__Text shown__:

GOP Obsession With Austerity Is to Blame for Sluggish Economic Recovery
Fiscal austerity in the wake of the Great Recession—imposed by Republicans on the federal, state, and local levels—is responsible for the sluggish pace of economic recovery since 2009, states a new paper that undercuts conservative attempts to pin the blame on President Barack Obama.
“By far the biggest drag on growth throughout the recovery from the Great Recession has been the fiscal policy forced upon us by Republican lawmakers in Congress and austerity-minded state legislatures and governors,” wrote Josh Bivens of the Economic Policy Institute (EPI), which put out the analysis on Thursday.
Because the “ability of conventional monetary policy to spur recovery following the Great Recession was more limited than in any other post-war recovery,” Bivens explained, increases in government spending and federal aid to states were necessary to help working Americans following the recession that began in December 2007 and ended in June 2009.
“Had the Obama administration made such a powerful case for why austerity was hampering growth, it could have educated the public and potentially helped build support for more sensible policy the next time the United States faces a recession.”
—Josh Bivens, Economic Policy Institute
“Given the degree of damage inflicted by the Great Recession and the restricted ability of monetary policy to aid recovery, historically expansionary fiscal policy was required to return the U.S. economy to full health,” said Bivens, who is EPI’s research and policy director. “But this government spending not only failed to rise fast enough to spur a rapid recovery, it outright contracted, and this policy choice fully explains why the economy is only partially recovered from the Great Recession a full seven years after its official end.”

__Exercise set__:
1 – In the austerity article, what position does Josh Bivens hold at the Economic Policy Institute?
2 – Reproduce the austerity article from "GOP Obsession With" up to and including "President Barack Obama.".
3 – Resume the article on austerity and the slow economic recovery, picking up after its last sentence.
The material that follows is separate from the austerity article.

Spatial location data

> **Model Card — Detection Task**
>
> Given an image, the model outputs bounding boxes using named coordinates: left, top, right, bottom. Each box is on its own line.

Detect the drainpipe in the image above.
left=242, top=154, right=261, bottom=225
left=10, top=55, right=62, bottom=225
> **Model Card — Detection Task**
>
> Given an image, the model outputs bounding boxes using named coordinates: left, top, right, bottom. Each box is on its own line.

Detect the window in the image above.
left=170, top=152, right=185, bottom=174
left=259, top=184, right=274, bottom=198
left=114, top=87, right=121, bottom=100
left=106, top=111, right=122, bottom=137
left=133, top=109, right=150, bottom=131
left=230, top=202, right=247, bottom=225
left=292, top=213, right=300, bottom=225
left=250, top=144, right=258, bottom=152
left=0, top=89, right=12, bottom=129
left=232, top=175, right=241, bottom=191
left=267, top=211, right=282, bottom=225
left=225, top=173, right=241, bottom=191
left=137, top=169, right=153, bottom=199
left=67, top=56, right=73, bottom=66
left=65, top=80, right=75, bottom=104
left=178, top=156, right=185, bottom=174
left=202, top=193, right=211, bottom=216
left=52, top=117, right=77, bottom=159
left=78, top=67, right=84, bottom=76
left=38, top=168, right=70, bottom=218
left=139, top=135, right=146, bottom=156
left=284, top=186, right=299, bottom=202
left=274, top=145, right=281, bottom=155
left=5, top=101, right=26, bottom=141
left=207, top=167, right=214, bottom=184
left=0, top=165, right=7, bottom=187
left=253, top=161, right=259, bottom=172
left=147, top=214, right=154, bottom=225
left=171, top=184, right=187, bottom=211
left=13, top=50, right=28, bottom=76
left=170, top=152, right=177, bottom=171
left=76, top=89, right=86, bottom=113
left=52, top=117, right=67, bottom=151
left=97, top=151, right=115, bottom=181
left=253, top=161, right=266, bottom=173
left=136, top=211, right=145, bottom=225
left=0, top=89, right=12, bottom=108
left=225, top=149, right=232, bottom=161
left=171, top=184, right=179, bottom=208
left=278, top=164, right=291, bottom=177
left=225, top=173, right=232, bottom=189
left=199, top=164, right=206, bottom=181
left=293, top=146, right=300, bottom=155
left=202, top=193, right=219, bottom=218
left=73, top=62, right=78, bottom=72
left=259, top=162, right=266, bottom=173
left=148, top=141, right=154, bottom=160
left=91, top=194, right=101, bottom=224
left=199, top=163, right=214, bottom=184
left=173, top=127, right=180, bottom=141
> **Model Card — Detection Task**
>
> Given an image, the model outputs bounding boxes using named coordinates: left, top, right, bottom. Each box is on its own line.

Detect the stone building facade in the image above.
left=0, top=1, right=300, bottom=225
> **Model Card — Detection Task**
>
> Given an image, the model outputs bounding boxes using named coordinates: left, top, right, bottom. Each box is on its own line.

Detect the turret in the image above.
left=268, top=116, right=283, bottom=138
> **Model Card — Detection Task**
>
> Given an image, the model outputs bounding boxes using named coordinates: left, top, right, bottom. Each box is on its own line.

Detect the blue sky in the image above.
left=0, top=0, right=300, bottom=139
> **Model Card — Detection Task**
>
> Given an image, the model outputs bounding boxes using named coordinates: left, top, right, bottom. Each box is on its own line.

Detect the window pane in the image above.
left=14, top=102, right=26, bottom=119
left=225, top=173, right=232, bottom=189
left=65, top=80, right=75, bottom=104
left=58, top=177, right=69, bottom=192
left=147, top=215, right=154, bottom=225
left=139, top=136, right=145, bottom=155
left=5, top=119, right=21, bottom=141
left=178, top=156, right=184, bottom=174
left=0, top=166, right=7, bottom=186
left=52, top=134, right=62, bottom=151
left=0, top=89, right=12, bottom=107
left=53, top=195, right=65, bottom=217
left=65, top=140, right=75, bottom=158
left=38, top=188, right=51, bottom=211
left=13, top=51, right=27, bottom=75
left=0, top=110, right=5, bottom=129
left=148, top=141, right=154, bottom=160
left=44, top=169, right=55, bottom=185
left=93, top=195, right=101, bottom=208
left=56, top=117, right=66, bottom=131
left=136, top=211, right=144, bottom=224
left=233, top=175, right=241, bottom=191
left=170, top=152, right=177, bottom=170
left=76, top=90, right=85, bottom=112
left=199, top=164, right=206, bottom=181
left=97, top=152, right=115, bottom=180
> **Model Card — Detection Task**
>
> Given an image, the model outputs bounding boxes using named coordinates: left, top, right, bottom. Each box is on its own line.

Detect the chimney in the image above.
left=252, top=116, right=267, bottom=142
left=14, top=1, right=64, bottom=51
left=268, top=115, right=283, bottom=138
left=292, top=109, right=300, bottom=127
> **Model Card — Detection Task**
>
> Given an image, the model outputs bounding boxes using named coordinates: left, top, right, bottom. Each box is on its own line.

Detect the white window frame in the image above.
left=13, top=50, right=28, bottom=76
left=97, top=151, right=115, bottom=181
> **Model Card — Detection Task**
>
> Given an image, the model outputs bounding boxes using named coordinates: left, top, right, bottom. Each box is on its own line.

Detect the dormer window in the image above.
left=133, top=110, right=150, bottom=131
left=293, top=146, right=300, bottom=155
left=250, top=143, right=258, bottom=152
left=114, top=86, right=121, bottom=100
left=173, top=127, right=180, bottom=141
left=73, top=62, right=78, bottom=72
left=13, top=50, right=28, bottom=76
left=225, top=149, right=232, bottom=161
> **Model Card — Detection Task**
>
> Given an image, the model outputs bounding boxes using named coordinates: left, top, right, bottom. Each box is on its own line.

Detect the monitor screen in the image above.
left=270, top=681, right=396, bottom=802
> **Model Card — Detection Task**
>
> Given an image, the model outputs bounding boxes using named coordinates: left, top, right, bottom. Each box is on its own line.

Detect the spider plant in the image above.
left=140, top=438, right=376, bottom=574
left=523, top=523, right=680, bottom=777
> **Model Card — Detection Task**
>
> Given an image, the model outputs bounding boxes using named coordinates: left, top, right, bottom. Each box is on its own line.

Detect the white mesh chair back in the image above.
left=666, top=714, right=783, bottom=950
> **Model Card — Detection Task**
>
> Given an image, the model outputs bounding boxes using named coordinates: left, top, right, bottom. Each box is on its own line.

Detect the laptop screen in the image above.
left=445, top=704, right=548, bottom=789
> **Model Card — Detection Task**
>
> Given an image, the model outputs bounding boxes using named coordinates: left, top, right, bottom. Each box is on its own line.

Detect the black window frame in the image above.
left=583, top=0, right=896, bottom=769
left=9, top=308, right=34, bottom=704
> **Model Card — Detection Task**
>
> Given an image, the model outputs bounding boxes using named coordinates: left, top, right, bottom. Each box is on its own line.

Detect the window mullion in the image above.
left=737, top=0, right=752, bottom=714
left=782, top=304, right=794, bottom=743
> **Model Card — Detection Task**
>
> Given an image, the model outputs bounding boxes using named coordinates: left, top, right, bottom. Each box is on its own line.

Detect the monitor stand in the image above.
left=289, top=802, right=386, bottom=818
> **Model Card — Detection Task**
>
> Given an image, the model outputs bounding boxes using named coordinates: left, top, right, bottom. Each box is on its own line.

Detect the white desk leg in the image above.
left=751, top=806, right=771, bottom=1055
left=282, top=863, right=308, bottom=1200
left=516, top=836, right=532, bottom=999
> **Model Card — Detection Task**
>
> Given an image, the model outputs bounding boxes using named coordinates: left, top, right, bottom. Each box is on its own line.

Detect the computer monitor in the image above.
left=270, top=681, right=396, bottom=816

__Exercise responses__:
1 – He is EPI's research and policy director.

2 –
GOP Obsession With Austerity Is to Blame for Sluggish Economic Recovery
Fiscal austerity in the wake of the Great Recession—imposed by Republicans on the federal, state, and local levels—is responsible for the sluggish pace of economic recovery since 2009, states a new paper that undercuts conservative attempts to pin the blame on President Barack Obama.

3 –
From GOP spending cuts to the refusal of states to accept “free fiscal stimulus from the Medicaid expansion under the Affordable Care Act,” Republican lawmakers “have embraced and enforced fiscal austerity, and the result has been the most discouraging recovery on record,” he said.
(In fact, even the stimulus measures that were enacted were criticized at the time as too small to make a real difference.)
As the Guardian notes, “[t]he report comes as the Republican party once again calls for the reining in of government spending and reductions in the deficit.”
But, while it’s clear that “Republicans remain steadfast in their opposition to government spending—even for government jobs like teaching, firefighting, and emergency management,” Campaign for America’s Future blogger Richard Eskow notes that “a lot of Democrats have bought into the myth, too.”